Collected data

# # # #

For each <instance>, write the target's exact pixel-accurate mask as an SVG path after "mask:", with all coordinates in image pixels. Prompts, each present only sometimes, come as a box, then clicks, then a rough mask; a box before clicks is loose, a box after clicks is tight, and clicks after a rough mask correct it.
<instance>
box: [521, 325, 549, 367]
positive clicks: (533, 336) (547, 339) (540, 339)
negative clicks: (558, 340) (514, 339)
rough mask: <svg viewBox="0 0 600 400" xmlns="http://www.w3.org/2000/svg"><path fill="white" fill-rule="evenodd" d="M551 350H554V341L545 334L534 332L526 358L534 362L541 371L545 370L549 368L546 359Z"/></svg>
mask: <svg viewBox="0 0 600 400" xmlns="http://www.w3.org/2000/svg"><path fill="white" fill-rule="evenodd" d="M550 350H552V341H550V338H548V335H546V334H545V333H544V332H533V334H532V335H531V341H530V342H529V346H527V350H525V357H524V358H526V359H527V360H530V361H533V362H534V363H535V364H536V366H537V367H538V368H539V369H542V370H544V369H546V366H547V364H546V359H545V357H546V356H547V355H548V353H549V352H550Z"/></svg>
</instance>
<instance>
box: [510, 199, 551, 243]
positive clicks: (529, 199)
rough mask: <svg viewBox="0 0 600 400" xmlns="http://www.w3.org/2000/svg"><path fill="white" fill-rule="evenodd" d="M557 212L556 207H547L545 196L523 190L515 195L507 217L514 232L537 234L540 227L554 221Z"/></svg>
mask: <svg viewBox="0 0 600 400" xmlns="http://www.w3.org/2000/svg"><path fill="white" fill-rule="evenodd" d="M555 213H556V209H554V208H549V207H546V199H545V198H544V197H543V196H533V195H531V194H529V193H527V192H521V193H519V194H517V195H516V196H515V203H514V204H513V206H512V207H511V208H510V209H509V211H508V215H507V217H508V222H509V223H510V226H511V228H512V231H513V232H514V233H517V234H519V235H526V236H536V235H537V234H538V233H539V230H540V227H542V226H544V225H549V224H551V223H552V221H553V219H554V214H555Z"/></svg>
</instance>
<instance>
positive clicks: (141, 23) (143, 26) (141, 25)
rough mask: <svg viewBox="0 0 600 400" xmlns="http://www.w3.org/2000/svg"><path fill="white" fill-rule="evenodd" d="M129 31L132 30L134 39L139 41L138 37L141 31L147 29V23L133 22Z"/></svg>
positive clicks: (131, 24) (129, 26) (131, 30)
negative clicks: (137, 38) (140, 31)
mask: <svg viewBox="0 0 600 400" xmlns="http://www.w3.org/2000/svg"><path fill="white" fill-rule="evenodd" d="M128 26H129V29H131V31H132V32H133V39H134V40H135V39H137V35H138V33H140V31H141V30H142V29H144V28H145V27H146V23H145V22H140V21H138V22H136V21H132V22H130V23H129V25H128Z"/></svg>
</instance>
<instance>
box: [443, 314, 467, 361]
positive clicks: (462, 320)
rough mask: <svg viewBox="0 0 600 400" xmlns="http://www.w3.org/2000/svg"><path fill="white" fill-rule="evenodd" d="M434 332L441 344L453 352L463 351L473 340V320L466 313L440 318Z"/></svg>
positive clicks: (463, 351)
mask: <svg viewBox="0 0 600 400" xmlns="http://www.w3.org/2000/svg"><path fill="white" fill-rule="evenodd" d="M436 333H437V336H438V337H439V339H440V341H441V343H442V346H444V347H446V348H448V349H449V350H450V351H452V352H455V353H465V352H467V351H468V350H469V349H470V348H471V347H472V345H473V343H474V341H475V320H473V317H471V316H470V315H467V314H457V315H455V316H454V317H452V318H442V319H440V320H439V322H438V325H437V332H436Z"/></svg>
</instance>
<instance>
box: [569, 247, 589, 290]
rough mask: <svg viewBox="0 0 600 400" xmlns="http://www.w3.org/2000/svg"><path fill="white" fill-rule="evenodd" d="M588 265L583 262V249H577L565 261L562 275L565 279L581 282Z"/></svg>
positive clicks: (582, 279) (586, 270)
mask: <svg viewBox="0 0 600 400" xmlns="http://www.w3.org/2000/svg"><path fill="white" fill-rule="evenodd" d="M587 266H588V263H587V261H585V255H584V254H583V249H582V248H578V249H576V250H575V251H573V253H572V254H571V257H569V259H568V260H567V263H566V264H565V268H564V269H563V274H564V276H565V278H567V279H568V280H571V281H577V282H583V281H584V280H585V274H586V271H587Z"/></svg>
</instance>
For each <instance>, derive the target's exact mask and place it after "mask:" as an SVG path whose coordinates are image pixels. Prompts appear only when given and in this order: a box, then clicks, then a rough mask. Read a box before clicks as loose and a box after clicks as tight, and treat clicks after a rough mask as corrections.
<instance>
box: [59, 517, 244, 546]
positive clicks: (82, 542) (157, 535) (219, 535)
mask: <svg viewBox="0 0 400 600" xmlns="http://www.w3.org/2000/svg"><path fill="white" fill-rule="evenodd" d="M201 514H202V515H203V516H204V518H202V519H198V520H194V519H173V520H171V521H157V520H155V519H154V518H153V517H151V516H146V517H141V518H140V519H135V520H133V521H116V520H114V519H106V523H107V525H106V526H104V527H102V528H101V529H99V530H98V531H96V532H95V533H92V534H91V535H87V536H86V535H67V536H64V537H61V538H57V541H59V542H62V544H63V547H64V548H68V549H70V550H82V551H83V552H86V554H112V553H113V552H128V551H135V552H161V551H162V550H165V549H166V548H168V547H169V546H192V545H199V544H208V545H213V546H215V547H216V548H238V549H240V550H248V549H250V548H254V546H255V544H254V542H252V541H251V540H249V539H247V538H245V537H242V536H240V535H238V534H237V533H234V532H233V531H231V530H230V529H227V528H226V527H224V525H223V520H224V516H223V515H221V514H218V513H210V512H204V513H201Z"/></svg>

# # # #

**YOUR OBJECTIVE**
Could you return all of the data exactly as written?

**EXPECTED OUTPUT**
For each <instance>, write the target's exact pixel-accurate mask as an SVG path after "mask:", with all coordinates in image pixels. Prompts, each present only sometimes, come as a box, then clicks, then a rough mask; a box before clicks is loose, a box after clicks is tight, and clicks after a rough mask correct it.
<instance>
box: [521, 325, 549, 367]
positive clicks: (533, 336) (547, 339) (540, 339)
negative clicks: (558, 340) (514, 339)
rough mask: <svg viewBox="0 0 600 400" xmlns="http://www.w3.org/2000/svg"><path fill="white" fill-rule="evenodd" d="M551 350H554V341L545 334L534 332L526 358L534 362L541 371L545 370L549 368L546 359Z"/></svg>
mask: <svg viewBox="0 0 600 400" xmlns="http://www.w3.org/2000/svg"><path fill="white" fill-rule="evenodd" d="M550 350H552V341H550V338H548V335H546V334H545V333H544V332H533V334H532V335H531V341H530V342H529V346H527V350H525V357H524V358H526V359H527V360H530V361H533V362H534V363H535V364H536V366H537V367H538V368H539V369H542V370H544V369H546V366H547V364H546V359H545V357H546V356H547V355H548V353H549V352H550Z"/></svg>
</instance>
<instance>
box: [510, 199, 551, 243]
positive clicks: (529, 199)
rough mask: <svg viewBox="0 0 600 400" xmlns="http://www.w3.org/2000/svg"><path fill="white" fill-rule="evenodd" d="M557 212L556 207H547L545 196L523 190L515 195L507 217L514 232L537 234L540 227L554 221Z"/></svg>
mask: <svg viewBox="0 0 600 400" xmlns="http://www.w3.org/2000/svg"><path fill="white" fill-rule="evenodd" d="M555 213H556V209H554V208H549V207H546V199H545V198H544V197H543V196H533V195H531V194H529V193H527V192H521V193H519V194H517V195H516V196H515V203H514V204H513V206H512V207H511V208H510V209H509V211H508V215H507V217H508V222H509V223H510V226H511V228H512V231H513V232H514V233H517V234H519V235H526V236H536V235H537V234H538V233H539V230H540V227H542V226H544V225H549V224H551V223H552V221H553V219H554V214H555Z"/></svg>
</instance>
<instance>
positive clicks: (141, 23) (143, 26) (141, 25)
rough mask: <svg viewBox="0 0 600 400" xmlns="http://www.w3.org/2000/svg"><path fill="white" fill-rule="evenodd" d="M129 31L132 30L134 39L139 41L138 37L141 31L147 29V23L133 22Z"/></svg>
positive clicks: (131, 24) (129, 26) (131, 30)
negative clicks: (137, 38) (140, 31)
mask: <svg viewBox="0 0 600 400" xmlns="http://www.w3.org/2000/svg"><path fill="white" fill-rule="evenodd" d="M128 26H129V29H131V31H132V32H133V39H134V40H135V39H137V35H138V33H140V31H141V30H142V29H144V28H145V27H146V23H145V22H140V21H138V22H136V21H132V22H130V23H129V25H128Z"/></svg>
</instance>
<instance>
box: [443, 314, 467, 361]
positive clicks: (462, 320)
rough mask: <svg viewBox="0 0 600 400" xmlns="http://www.w3.org/2000/svg"><path fill="white" fill-rule="evenodd" d="M434 332L441 344L453 352L463 351L473 340V320L466 313L440 318Z"/></svg>
positive clicks: (463, 351)
mask: <svg viewBox="0 0 600 400" xmlns="http://www.w3.org/2000/svg"><path fill="white" fill-rule="evenodd" d="M436 333H437V336H438V337H439V339H440V341H441V343H442V346H444V347H446V348H448V349H449V350H450V351H452V352H455V353H465V352H467V351H468V350H469V349H470V348H471V347H472V345H473V343H474V341H475V320H473V317H471V316H470V315H467V314H457V315H455V316H454V317H452V318H442V319H440V320H439V322H438V325H437V332H436Z"/></svg>
</instance>
<instance>
box: [569, 247, 589, 290]
rough mask: <svg viewBox="0 0 600 400" xmlns="http://www.w3.org/2000/svg"><path fill="white" fill-rule="evenodd" d="M588 265L583 262V249H577L565 261L562 275L565 279L581 282Z"/></svg>
positive clicks: (582, 279) (586, 270)
mask: <svg viewBox="0 0 600 400" xmlns="http://www.w3.org/2000/svg"><path fill="white" fill-rule="evenodd" d="M587 266H588V263H587V261H585V255H584V254H583V249H582V248H578V249H576V250H575V251H573V253H572V254H571V257H569V259H568V260H567V263H566V264H565V268H564V269H563V274H564V276H565V278H567V279H568V280H571V281H577V282H583V281H584V280H585V274H586V271H587Z"/></svg>
</instance>
For each <instance>, derive the target's exact mask and place it after "mask:" as an SVG path whose coordinates are image pixels. Prompts appear only when given and in this order: a box, then clicks, then a rough mask. Read a box before clicks as loose and a box after clicks as tight, and treat clicks after a rough mask as corrections.
<instance>
box: [59, 517, 244, 546]
positive clicks: (82, 542) (157, 535) (219, 535)
mask: <svg viewBox="0 0 400 600" xmlns="http://www.w3.org/2000/svg"><path fill="white" fill-rule="evenodd" d="M201 514H202V515H203V516H204V518H202V519H198V520H194V519H173V520H171V521H157V520H155V519H154V518H153V517H151V516H146V517H141V518H140V519H135V520H133V521H116V520H114V519H106V523H107V525H106V526H104V527H102V528H101V529H99V530H98V531H96V532H95V533H92V534H91V535H87V536H86V535H67V536H64V537H61V538H57V541H59V542H62V544H63V547H64V548H68V549H70V550H82V551H83V552H86V554H112V553H113V552H128V551H135V552H161V551H162V550H165V549H166V548H168V547H169V546H192V545H199V544H208V545H213V546H215V547H216V548H238V549H240V550H248V549H250V548H254V546H255V544H254V542H252V541H251V540H249V539H247V538H245V537H242V536H240V535H238V534H237V533H234V532H233V531H231V530H230V529H227V528H226V527H224V525H223V520H224V516H223V515H221V514H218V513H210V512H204V513H201Z"/></svg>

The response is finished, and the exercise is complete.